[GIVEN RECORDS — start]

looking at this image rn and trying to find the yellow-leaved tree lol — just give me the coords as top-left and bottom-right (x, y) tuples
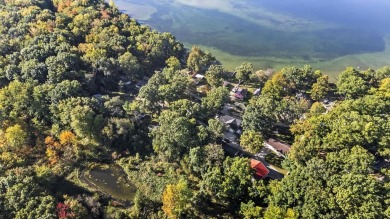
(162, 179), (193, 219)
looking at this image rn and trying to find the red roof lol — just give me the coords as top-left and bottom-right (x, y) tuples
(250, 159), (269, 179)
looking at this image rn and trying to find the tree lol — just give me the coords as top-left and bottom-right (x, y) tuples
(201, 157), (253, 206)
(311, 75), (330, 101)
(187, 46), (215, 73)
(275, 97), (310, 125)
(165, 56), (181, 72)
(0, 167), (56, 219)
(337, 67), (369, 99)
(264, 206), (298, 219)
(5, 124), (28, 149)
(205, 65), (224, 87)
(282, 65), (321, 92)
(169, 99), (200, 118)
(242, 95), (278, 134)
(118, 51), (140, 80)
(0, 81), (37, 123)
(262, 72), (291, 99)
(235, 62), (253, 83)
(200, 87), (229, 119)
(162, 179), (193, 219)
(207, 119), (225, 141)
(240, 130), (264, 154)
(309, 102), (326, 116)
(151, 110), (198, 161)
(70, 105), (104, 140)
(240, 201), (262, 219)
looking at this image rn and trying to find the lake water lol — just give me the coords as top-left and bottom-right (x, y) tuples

[GIVEN RECORDS — finish]
[GIVEN RECORDS — start]

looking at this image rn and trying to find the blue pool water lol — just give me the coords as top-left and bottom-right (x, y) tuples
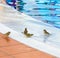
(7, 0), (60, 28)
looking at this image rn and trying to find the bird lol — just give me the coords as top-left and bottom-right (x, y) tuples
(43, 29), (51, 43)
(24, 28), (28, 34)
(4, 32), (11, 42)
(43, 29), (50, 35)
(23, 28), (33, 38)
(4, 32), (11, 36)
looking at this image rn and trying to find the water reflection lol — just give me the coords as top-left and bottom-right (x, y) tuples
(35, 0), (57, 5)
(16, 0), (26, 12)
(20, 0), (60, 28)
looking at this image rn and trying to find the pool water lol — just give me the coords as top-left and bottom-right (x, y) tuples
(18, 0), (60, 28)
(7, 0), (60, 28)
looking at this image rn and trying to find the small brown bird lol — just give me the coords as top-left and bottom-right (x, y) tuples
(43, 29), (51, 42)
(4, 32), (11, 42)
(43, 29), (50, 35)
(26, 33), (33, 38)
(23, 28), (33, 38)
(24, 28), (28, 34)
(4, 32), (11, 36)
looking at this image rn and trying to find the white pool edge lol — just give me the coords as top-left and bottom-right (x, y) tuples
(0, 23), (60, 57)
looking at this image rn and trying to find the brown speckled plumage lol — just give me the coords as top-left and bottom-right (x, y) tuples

[GIVEN RECORDS — finish]
[GIVEN RECORDS — start]

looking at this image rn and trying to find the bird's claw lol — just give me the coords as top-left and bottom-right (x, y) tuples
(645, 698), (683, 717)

[GIVEN RECORDS — finish]

● THE TASK: Everything above from the line with "looking at this image rn and trying to find the water" to the line with "looking at this image rn and trying to find the brown", both included, must be repeated exactly, and nothing outside that range.

● RESULT OF THE EXERCISE:
looking at this image rn and trying to find the water reflection lol — just give me the coords as top-left and bottom-right (x, y) tuples
(35, 0), (57, 5)
(16, 0), (26, 12)
(20, 0), (60, 28)
looking at this image rn and trying to find the pool water lol — just give me the coords as top-left and bottom-right (x, y) tuples
(18, 0), (60, 28)
(7, 0), (60, 28)
looking at this image rn and trying to find the small brown bird lol — just give me the coords as top-left and bottom-right (x, y) tuples
(43, 29), (51, 42)
(4, 32), (11, 42)
(43, 29), (50, 35)
(26, 33), (33, 38)
(23, 28), (33, 38)
(24, 28), (28, 34)
(4, 32), (11, 36)
looking at this image rn and trying to find the white pool edge lol — just give me the coords as top-left and bottom-right (x, y) tuples
(0, 23), (60, 57)
looking at this image rn and trying to find the brown speckled plumage lol — just give me the coords as top-left and bottom-right (x, y) tuples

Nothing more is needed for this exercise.